* start DATA SECTION *
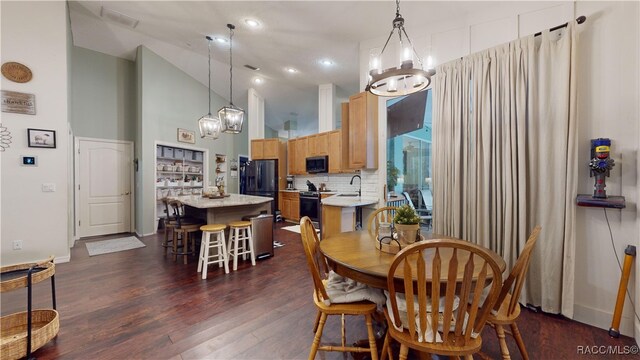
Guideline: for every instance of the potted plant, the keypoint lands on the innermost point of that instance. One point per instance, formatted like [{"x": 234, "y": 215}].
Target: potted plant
[{"x": 407, "y": 224}]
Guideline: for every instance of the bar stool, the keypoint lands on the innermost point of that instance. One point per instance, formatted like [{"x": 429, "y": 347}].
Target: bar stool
[
  {"x": 220, "y": 257},
  {"x": 240, "y": 241}
]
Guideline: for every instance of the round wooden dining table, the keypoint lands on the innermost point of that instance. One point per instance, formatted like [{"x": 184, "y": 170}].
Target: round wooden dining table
[{"x": 354, "y": 255}]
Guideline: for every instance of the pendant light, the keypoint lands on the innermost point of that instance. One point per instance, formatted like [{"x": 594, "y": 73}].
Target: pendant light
[
  {"x": 231, "y": 116},
  {"x": 209, "y": 125},
  {"x": 401, "y": 80}
]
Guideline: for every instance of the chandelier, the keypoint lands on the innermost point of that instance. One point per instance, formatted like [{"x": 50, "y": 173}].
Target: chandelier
* end DATA SECTION *
EXERCISE TASK
Copy all of the material above word for word, but leave out the pictures.

EXPECTED ANSWER
Guideline: for every instance of the potted plant, the keypoint lands on the innermost point of that instance. One point per instance, formatted like [{"x": 234, "y": 215}].
Target: potted plant
[{"x": 407, "y": 224}]
Guideline: for every instance of the bar stool, the keypoint lands on the innermost point of that instance. One point per instance, formatted like [{"x": 429, "y": 347}].
Target: bar stool
[
  {"x": 220, "y": 257},
  {"x": 240, "y": 241}
]
Guideline: for every instance of the round wooden dining table, the keypoint lands on the innermost point of that instance. One point per instance, formatted like [{"x": 184, "y": 170}].
Target: round wooden dining table
[{"x": 354, "y": 255}]
Guideline: for every instance of the pendant light, the keypoint lands on the innermost point of that instance. One point per instance, formatted like [{"x": 594, "y": 73}].
Target: pendant light
[
  {"x": 231, "y": 116},
  {"x": 209, "y": 125},
  {"x": 401, "y": 80}
]
Guideline: for every instance of the chandelier, the keypoint lands on the innermost point of that instance. One point per instance, formatted like [{"x": 50, "y": 173}].
Target: chandelier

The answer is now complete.